## begin Provided entries

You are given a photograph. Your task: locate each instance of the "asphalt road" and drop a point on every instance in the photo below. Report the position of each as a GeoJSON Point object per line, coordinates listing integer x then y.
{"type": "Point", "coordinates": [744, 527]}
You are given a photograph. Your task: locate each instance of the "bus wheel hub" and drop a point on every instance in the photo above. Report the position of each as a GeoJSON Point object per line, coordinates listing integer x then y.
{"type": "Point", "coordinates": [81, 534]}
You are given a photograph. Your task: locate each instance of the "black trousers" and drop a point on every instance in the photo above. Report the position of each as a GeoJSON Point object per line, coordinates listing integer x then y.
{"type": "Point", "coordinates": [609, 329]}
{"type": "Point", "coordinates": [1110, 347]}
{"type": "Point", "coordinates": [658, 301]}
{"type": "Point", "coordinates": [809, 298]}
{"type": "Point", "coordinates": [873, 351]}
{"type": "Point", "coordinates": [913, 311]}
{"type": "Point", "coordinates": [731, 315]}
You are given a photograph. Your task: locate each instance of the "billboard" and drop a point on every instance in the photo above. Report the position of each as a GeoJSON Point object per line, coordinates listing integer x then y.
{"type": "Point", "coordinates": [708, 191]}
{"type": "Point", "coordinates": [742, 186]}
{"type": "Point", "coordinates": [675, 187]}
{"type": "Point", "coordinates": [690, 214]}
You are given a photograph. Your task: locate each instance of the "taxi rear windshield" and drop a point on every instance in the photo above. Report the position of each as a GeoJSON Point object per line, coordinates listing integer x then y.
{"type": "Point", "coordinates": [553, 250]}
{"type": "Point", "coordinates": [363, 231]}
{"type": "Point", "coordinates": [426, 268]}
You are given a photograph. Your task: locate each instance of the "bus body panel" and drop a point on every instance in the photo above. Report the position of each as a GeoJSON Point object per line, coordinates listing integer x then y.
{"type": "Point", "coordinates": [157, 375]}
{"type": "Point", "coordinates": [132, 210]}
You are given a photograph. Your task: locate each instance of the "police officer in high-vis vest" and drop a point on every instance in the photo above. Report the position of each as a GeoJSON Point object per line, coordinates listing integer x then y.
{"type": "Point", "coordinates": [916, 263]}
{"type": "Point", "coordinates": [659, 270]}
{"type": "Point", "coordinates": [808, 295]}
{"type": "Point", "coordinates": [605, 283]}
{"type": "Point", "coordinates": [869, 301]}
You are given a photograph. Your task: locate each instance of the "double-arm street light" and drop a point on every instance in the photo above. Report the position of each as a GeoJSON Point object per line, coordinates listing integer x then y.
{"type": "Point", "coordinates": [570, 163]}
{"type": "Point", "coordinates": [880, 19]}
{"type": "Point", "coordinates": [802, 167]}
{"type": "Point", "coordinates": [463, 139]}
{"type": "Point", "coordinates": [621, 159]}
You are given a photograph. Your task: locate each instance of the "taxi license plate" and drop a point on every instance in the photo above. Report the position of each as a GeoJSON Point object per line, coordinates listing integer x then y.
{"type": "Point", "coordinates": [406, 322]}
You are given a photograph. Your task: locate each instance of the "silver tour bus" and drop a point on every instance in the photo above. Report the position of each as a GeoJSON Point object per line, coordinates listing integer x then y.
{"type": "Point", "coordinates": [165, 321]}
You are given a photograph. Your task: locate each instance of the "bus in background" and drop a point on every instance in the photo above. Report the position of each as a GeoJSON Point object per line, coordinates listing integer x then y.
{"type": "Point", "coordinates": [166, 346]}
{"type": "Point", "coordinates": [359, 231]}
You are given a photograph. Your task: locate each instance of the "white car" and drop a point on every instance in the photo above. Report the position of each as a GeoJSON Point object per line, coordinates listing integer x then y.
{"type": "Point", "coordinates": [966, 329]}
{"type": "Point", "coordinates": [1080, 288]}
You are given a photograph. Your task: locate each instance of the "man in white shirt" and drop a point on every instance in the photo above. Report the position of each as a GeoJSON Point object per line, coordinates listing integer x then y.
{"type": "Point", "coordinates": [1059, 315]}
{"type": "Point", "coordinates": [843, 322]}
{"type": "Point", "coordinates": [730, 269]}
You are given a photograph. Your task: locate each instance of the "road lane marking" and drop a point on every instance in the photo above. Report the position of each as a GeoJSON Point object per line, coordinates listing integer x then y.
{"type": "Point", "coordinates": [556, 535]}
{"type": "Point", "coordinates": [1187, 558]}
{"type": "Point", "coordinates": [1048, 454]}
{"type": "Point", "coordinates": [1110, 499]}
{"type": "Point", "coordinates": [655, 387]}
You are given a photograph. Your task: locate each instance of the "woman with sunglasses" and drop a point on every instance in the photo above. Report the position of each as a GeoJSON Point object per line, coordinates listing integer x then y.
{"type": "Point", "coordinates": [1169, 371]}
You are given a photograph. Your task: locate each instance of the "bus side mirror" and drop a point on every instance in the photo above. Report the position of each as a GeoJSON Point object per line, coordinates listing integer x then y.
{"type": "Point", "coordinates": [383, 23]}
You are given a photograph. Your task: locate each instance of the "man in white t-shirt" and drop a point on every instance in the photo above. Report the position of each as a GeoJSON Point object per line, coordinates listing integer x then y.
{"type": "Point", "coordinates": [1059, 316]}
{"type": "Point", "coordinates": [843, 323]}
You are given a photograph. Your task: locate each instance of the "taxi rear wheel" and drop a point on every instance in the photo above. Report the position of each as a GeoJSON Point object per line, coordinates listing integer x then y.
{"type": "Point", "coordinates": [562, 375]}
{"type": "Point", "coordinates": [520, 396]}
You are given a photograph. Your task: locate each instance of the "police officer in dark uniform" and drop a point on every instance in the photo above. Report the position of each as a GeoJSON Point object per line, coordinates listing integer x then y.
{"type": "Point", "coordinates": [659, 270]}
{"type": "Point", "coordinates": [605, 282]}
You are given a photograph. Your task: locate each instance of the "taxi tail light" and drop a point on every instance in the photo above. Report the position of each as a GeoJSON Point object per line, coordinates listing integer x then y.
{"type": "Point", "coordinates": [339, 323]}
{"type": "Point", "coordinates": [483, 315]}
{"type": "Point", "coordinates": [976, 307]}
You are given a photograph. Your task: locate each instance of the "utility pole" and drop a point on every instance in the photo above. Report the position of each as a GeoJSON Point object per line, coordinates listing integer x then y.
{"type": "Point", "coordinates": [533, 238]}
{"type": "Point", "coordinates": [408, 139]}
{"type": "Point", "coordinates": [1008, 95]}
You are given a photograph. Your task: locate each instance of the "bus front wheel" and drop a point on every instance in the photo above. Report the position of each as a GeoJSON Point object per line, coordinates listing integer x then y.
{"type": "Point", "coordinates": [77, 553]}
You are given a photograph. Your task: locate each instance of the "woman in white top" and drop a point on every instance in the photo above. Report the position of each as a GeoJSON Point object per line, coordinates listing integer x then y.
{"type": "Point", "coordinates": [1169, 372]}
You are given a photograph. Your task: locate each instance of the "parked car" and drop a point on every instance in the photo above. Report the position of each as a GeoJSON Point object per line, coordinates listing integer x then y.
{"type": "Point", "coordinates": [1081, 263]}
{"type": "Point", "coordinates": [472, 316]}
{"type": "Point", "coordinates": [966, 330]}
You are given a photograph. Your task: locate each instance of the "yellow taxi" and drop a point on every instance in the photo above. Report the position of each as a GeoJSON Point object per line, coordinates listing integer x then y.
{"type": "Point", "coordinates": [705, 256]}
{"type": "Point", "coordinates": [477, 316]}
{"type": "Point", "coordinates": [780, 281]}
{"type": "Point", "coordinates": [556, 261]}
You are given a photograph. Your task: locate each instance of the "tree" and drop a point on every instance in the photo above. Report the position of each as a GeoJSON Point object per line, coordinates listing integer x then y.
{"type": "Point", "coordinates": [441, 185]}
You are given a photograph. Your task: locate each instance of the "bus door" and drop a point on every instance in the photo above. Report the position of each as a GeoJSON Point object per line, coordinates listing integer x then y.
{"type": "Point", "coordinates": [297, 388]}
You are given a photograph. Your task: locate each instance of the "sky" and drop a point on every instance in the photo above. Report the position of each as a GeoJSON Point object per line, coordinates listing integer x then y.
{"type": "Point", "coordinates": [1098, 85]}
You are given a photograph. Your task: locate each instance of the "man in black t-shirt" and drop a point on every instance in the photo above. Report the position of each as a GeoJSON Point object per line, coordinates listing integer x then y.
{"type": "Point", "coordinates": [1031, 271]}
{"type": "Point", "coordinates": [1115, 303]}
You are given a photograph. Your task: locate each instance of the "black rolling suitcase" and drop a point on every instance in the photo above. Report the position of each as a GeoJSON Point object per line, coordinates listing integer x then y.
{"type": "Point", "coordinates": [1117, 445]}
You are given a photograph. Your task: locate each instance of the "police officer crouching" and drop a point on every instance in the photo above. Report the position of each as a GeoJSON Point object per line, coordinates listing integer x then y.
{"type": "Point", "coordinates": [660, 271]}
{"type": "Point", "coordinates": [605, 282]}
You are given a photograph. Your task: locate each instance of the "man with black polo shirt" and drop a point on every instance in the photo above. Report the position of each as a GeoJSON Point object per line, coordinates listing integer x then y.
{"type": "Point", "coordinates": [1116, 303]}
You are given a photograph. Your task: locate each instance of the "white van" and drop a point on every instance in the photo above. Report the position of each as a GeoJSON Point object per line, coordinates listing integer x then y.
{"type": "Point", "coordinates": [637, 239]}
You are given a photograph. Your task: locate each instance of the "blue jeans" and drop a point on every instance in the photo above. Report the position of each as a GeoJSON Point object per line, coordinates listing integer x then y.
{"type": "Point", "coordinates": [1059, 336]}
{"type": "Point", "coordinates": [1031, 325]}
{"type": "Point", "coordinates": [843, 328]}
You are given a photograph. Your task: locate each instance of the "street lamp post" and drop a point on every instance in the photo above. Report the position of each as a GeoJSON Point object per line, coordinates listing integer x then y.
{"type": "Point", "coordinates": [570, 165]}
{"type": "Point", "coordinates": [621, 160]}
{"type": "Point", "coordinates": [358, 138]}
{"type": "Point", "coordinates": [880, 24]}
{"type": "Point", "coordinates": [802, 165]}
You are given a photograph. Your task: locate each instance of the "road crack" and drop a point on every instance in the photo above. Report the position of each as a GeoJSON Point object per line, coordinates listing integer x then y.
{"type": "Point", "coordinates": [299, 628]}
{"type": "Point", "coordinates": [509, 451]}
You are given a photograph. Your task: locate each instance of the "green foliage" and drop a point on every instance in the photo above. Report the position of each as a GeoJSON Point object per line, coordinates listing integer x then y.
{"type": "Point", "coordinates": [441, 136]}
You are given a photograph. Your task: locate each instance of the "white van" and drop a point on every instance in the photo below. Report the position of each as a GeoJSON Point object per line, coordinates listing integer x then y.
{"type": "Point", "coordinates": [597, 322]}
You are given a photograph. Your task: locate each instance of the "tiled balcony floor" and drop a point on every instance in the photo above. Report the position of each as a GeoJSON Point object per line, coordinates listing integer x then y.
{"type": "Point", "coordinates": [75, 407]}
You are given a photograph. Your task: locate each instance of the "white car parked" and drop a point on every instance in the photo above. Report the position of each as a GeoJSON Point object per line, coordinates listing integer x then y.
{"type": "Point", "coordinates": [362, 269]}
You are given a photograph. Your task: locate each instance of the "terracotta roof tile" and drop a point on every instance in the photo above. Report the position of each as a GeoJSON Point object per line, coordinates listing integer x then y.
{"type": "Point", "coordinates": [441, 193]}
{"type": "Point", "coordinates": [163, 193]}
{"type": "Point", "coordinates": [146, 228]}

## end Provided entries

How many lines of the records above contain the word "road"? Give only the number.

3